▶ _Fragmento seleccionado_
▬▬▬
Entre 1946 y 48 Liberman le encargó una serie de retratos de los personajes más relevantes del mundo de la cultura del momento. En su estudio construyó un ángulo vertical de fondo a modo de esquina, donde situaba a sus modelos. Esta incomoda localización potenciaba la expresión del modelo y junto a las distorsiones creadas por la perspectiva, y una cuidada atención a la iluminación, otorgaba a los personajes un poderío indiscutible. “Muchos fotógrafos piensan que su cliente es el sujeto”, señalaba Penn en una entrevista al The New York Times en 1991. “Mi cliente es una mujer de Kansas que lee el Vogue, a la que trato de intrigar, estimular, alimentar... Puede que un retrato severo no suponga para al sujeto la mayor alegría del mundo, pero es enormemente importante para el lector”.
La necesidad de ser libre para experimentar estuvo muy presente durante toda la vida del artista. De ahí que supo trabajar simultáneamente como artista y como fotógrafo para revistas y publicidad, marcando una pauta que hoy nos puede parecer habitual, pero no lo era entonces. Su serie de desnudos femeninos forma parte de uno de sus proyectos personales. Su cámara, está vez, se deleitaba en cuerpos rollizos retratados sin ningún pudor en planos cercanos de cruda textura y tonalidad poco realista.“Estos desnudos no solo se rebelaban contra las convenciones de belleza de mitad de siglo sino que iban en contra de la práctica fotográfica, donde aún se perseguía una buena resolución en el detalle y una representación realista”, señala Morris. Liberman se negó a publicarlos, menos uno. Edward Steichen, entonces conservador del MoMA, también los rechazó.
▬▬▬
▶ _Registros listados_
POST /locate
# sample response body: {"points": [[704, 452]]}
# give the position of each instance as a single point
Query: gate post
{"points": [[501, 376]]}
▬▬▬
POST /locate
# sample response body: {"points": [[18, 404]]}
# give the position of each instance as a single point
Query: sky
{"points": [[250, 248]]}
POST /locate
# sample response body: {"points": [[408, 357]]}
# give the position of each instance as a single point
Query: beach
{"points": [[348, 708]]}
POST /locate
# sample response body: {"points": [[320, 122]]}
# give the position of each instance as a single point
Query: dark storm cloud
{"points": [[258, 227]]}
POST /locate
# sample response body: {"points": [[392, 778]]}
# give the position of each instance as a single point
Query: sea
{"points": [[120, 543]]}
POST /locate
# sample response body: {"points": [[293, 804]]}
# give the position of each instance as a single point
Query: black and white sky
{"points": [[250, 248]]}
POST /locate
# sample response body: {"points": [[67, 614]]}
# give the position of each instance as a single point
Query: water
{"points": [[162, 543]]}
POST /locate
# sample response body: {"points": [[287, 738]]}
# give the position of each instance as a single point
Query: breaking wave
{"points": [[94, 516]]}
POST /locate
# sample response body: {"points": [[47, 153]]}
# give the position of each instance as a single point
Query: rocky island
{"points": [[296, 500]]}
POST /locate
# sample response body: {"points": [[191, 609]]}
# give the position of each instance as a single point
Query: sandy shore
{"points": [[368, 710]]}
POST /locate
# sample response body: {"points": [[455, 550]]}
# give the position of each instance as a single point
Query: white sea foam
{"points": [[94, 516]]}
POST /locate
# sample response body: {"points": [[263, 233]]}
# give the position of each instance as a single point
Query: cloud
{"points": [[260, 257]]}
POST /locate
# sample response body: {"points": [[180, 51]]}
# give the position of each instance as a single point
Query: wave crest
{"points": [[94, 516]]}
▬▬▬
▶ _Consigna de trabajo_
¿Puedes reproducir literalmente el fragmento sobre Penn entre "La necesidad de" y "también los rechazó.", ambos incluidos?

▶ _Respuesta_
La necesidad de ser libre para experimentar estuvo muy presente durante toda la vida del artista. De ahí que supo trabajar simultáneamente como artista y como fotógrafo para revistas y publicidad, marcando una pauta que hoy nos puede parecer habitual, pero no lo era entonces. Su serie de desnudos femeninos forma parte de uno de sus proyectos personales. Su cámara, está vez, se deleitaba en cuerpos rollizos retratados sin ningún pudor en planos cercanos de cruda textura y tonalidad poco realista.“Estos desnudos no solo se rebelaban contra las convenciones de belleza de mitad de siglo sino que iban en contra de la práctica fotográfica, donde aún se perseguía una buena resolución en el detalle y una representación realista”, señala Morris. Liberman se negó a publicarlos, menos uno. Edward Steichen, entonces conservador del MoMA, también los rechazó.